--- begin Records to use ---

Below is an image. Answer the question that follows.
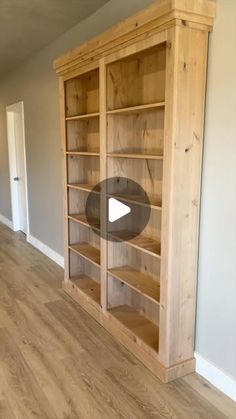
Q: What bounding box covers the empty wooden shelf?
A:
[69,243,100,265]
[108,231,161,257]
[54,0,215,382]
[68,214,100,230]
[109,266,160,302]
[109,305,158,351]
[67,183,100,193]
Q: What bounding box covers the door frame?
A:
[6,101,29,236]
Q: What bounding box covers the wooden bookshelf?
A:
[109,266,160,302]
[55,0,215,382]
[109,230,161,258]
[69,243,100,265]
[109,305,158,351]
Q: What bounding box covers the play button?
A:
[85,177,151,242]
[108,198,131,223]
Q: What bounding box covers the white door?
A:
[7,102,28,234]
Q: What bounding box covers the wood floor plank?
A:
[0,329,56,419]
[0,224,236,419]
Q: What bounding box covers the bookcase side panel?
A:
[160,25,208,367]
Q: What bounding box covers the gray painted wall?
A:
[0,0,236,378]
[196,0,236,379]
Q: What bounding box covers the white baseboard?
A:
[195,353,236,401]
[27,234,64,268]
[0,214,13,229]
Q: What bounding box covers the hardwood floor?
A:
[0,224,236,419]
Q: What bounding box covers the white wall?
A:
[196,0,236,397]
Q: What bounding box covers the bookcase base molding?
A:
[54,0,215,382]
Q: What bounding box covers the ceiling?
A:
[0,0,108,77]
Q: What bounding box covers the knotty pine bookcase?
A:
[54,0,215,382]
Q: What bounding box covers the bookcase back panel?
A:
[107,44,166,110]
[69,220,100,249]
[107,108,164,155]
[108,275,159,325]
[68,156,100,185]
[69,250,100,284]
[108,157,163,201]
[108,242,161,282]
[66,117,100,153]
[65,70,99,117]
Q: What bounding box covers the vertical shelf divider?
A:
[59,78,70,281]
[99,59,107,311]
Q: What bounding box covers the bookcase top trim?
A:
[54,0,216,76]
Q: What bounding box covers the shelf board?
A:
[109,305,159,351]
[67,183,100,194]
[66,112,99,121]
[70,275,100,305]
[107,193,162,210]
[108,266,160,303]
[108,230,161,258]
[69,243,100,266]
[68,214,100,230]
[107,153,163,160]
[66,151,100,157]
[107,102,165,115]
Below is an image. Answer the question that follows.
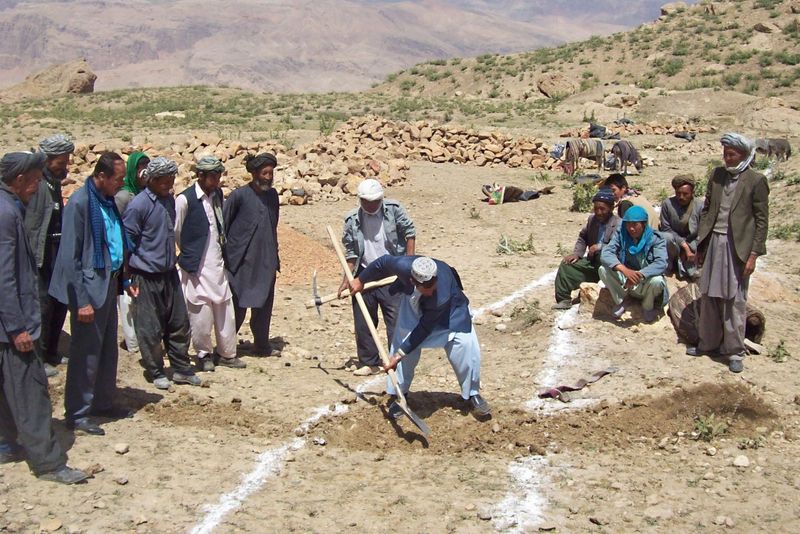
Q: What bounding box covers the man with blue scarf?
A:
[50,152,130,436]
[599,206,669,323]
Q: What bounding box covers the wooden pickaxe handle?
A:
[306,276,397,308]
[325,226,430,437]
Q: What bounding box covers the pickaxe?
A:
[306,270,397,317]
[326,226,431,438]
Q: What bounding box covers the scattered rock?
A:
[39,518,63,532]
[733,454,750,468]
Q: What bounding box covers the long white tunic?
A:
[175,183,231,305]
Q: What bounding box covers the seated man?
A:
[601,173,659,230]
[553,189,620,310]
[350,254,491,419]
[599,206,669,323]
[661,174,703,280]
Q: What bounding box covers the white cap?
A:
[358,178,383,201]
[411,256,437,284]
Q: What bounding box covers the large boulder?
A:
[661,2,689,16]
[3,59,97,99]
[536,72,578,98]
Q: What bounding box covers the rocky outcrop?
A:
[2,59,97,99]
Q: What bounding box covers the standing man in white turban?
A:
[350,254,491,419]
[175,156,247,371]
[686,133,769,373]
[25,134,75,376]
[339,178,417,376]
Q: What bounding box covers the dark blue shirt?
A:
[122,189,177,274]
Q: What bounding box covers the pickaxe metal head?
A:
[311,269,322,319]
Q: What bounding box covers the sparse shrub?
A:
[769,339,791,363]
[496,234,536,255]
[691,413,728,441]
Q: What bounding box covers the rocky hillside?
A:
[0,0,672,92]
[375,0,800,104]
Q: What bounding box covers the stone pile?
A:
[65,116,558,205]
[559,119,717,137]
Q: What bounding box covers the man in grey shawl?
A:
[222,153,281,356]
[0,152,87,484]
[686,133,769,373]
[25,134,75,376]
[660,174,703,280]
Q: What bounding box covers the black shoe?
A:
[37,465,89,485]
[389,399,406,421]
[469,394,492,415]
[90,406,133,419]
[67,419,106,436]
[217,357,247,369]
[0,444,25,464]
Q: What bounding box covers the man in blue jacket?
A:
[350,254,491,419]
[599,206,669,323]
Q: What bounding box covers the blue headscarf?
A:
[619,206,653,262]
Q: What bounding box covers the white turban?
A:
[411,256,437,284]
[358,178,383,201]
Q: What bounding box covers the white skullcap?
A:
[358,178,383,201]
[411,256,436,284]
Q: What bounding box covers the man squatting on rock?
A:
[339,178,417,376]
[350,254,491,419]
[0,152,87,484]
[686,133,769,373]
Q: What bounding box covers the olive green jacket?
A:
[697,167,769,263]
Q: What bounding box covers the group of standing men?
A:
[0,134,280,484]
[554,133,769,373]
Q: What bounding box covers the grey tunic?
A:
[222,185,281,308]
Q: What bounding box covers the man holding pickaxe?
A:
[349,255,491,419]
[339,178,417,376]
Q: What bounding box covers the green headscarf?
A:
[122,152,150,195]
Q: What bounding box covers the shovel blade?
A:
[397,399,431,438]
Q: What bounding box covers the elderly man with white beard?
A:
[686,133,769,373]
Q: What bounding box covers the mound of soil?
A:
[313,384,777,456]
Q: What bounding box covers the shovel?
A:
[326,226,431,438]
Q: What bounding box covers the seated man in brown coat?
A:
[553,188,620,310]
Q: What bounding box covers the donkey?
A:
[611,139,643,174]
[564,139,605,176]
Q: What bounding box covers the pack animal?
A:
[611,139,643,174]
[564,139,605,176]
[756,138,792,161]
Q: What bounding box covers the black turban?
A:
[244,152,278,174]
[0,152,46,183]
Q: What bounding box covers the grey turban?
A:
[39,134,75,156]
[0,152,45,183]
[719,132,755,154]
[145,156,178,180]
[196,156,225,172]
[411,256,437,284]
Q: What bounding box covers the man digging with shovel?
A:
[350,254,491,419]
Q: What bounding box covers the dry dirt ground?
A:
[0,136,800,533]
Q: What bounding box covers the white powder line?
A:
[473,271,556,317]
[492,456,549,534]
[190,376,383,534]
[190,271,556,534]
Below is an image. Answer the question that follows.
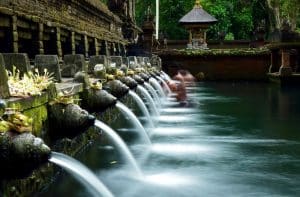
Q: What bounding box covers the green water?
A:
[40,83,300,197]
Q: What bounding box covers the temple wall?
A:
[0,0,127,59]
[159,53,271,81]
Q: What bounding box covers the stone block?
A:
[88,55,108,74]
[34,55,61,82]
[2,53,31,76]
[61,54,87,77]
[110,56,123,68]
[0,54,9,99]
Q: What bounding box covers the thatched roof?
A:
[179,4,218,24]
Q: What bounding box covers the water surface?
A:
[42,83,300,197]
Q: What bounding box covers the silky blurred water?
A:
[40,83,300,197]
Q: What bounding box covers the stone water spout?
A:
[48,87,96,138]
[103,79,130,99]
[120,76,138,89]
[0,104,51,179]
[74,72,117,112]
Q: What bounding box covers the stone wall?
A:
[159,51,271,81]
[0,0,127,59]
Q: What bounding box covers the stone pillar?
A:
[188,29,193,44]
[94,38,100,55]
[122,44,127,57]
[56,27,62,60]
[71,31,76,55]
[34,55,61,82]
[279,49,292,76]
[83,34,89,57]
[117,43,123,56]
[269,49,280,73]
[0,54,10,99]
[12,15,19,53]
[38,23,45,54]
[103,40,110,56]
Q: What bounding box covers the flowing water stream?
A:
[144,82,161,107]
[41,82,300,197]
[49,152,114,197]
[129,90,154,128]
[137,85,159,116]
[149,77,166,98]
[116,101,151,144]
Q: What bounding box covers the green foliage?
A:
[136,0,300,39]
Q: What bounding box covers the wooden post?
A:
[279,49,292,76]
[84,34,89,57]
[12,15,19,53]
[56,27,63,60]
[38,23,45,54]
[94,38,99,55]
[71,31,76,55]
[0,54,10,98]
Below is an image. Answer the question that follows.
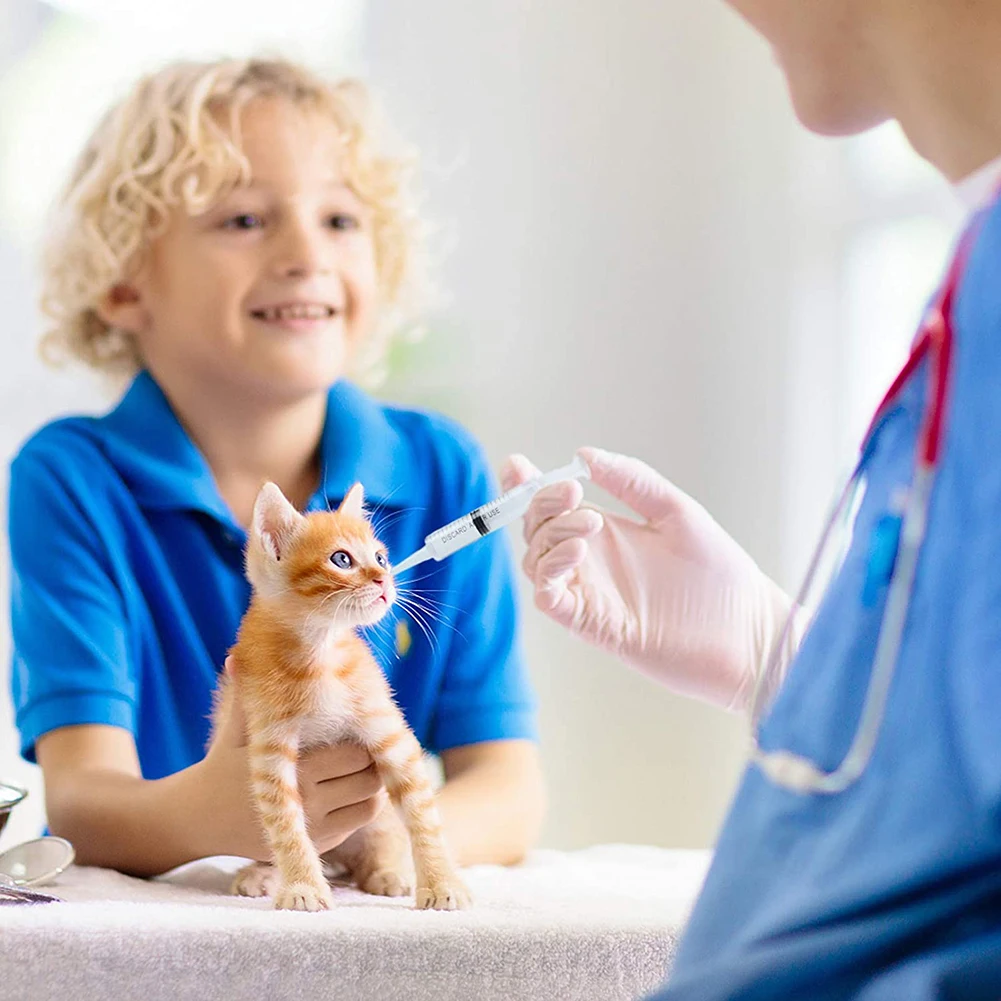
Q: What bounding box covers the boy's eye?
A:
[330,212,360,229]
[222,212,262,229]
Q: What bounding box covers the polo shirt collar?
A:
[99,371,421,526]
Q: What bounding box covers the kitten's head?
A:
[246,483,396,627]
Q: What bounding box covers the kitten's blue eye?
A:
[330,212,360,229]
[330,550,353,570]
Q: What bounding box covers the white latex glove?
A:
[501,448,803,710]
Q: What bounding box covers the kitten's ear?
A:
[251,482,303,560]
[337,483,365,518]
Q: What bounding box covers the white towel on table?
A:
[0,845,709,1001]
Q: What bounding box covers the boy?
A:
[10,61,543,875]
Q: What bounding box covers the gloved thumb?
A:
[213,657,247,748]
[578,447,685,522]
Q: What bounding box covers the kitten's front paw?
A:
[360,869,411,897]
[417,876,472,911]
[230,862,278,897]
[274,883,333,911]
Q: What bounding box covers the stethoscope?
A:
[751,215,975,794]
[0,782,74,904]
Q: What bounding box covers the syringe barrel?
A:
[424,481,541,560]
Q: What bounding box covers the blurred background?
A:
[0,0,959,848]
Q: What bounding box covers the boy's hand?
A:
[198,659,386,861]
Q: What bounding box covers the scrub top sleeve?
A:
[8,452,136,762]
[430,442,537,752]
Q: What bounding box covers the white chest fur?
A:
[299,676,357,749]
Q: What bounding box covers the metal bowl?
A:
[0,782,28,834]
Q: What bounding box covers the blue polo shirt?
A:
[9,372,535,779]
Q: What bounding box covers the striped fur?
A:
[215,483,469,911]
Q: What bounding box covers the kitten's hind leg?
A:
[230,862,278,897]
[323,803,413,897]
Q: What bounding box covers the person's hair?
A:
[41,59,425,381]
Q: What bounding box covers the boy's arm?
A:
[438,740,546,866]
[36,725,267,876]
[36,714,385,876]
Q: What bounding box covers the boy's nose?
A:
[275,222,329,278]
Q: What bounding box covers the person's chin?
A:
[786,72,887,137]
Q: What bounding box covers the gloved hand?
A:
[501,448,805,709]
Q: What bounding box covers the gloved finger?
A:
[578,447,686,521]
[536,539,588,629]
[501,452,542,490]
[522,479,584,546]
[522,508,605,581]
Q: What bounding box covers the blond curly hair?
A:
[41,59,426,383]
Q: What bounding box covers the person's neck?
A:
[154,373,326,528]
[887,0,1001,182]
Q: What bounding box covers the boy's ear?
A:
[250,482,305,560]
[95,281,147,333]
[337,483,365,518]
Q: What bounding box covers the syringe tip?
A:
[392,546,431,575]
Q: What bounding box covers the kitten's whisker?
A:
[400,602,438,657]
[400,598,465,639]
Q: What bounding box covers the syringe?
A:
[392,455,591,574]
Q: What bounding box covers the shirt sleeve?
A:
[8,445,136,762]
[430,429,537,752]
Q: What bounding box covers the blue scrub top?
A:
[9,372,536,779]
[657,199,1001,1001]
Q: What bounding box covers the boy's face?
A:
[107,100,377,398]
[727,0,888,135]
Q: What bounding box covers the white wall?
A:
[365,0,793,847]
[0,0,795,847]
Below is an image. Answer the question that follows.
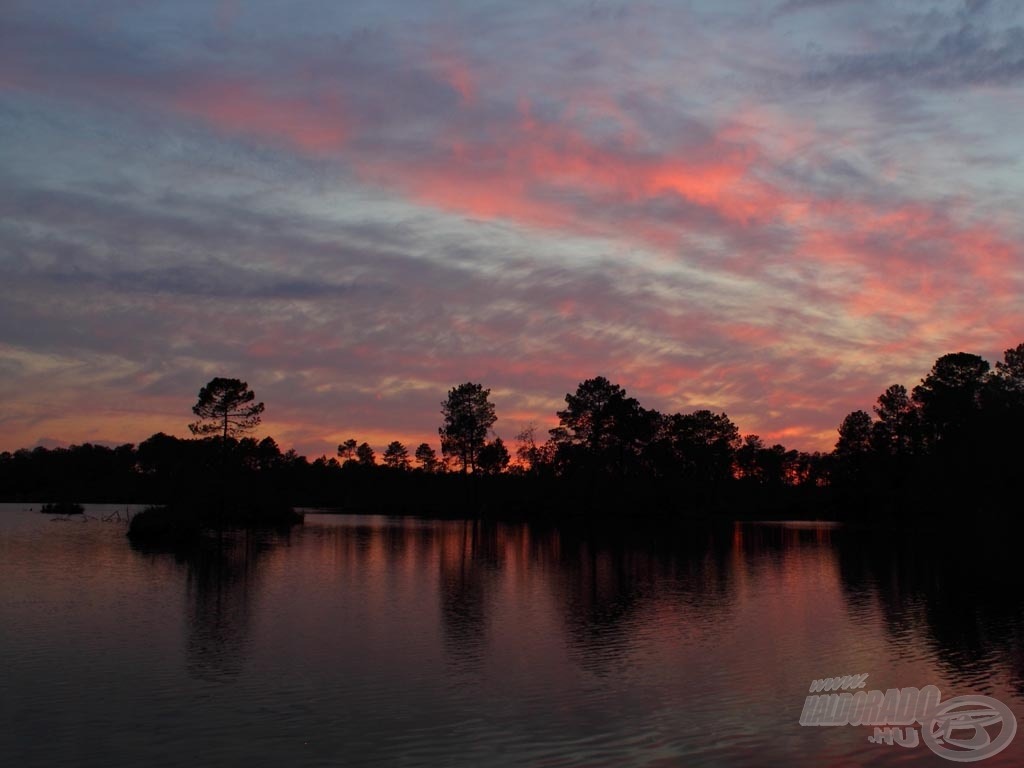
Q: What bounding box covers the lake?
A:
[0,504,1024,768]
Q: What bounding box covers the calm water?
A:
[0,505,1024,768]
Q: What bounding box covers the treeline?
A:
[829,344,1024,518]
[0,344,1024,516]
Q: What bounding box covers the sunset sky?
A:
[0,0,1024,457]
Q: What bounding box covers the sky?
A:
[0,0,1024,458]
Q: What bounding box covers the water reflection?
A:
[838,525,1024,694]
[9,505,1024,768]
[130,530,290,683]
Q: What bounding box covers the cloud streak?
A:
[0,2,1024,455]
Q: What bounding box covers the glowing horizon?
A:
[0,0,1024,458]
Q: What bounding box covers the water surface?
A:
[0,505,1024,767]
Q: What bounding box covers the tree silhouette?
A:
[437,382,498,474]
[551,376,655,475]
[416,442,440,472]
[188,378,263,443]
[355,442,377,467]
[912,352,988,442]
[338,437,359,464]
[870,384,922,456]
[477,437,511,475]
[384,440,410,470]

--- end Records to use ---

Task to complete — Swap "syringe" for "needle" in the records, starting at the line that contains "Q: What bounding box covers the blond" and stopping after the line that contains "[657,199,1001,1001]". Reproduce only those lines and leave everything else in them unchanged.

Response to the exercise —
Q: What bounding box covers the blond curly hair?
A:
[41,59,426,383]
Q: What bounding box covers the person's neck?
A:
[154,373,326,528]
[887,0,1001,182]
Q: What bounding box covers the boy's ear?
A:
[250,482,305,560]
[95,281,147,333]
[337,483,365,518]
Q: What bounding box covers the needle tip?
A:
[392,546,431,575]
Q: What bounding box covers the kitten's whisker?
A:
[400,602,438,657]
[400,598,465,639]
Q: What bounding box covers the needle?
A:
[392,455,591,574]
Q: What bounding box covers the shirt sleeve?
A:
[8,445,136,762]
[430,429,537,752]
Q: What bounding box covers the blue scrub top?
A:
[9,372,536,779]
[657,199,1001,1001]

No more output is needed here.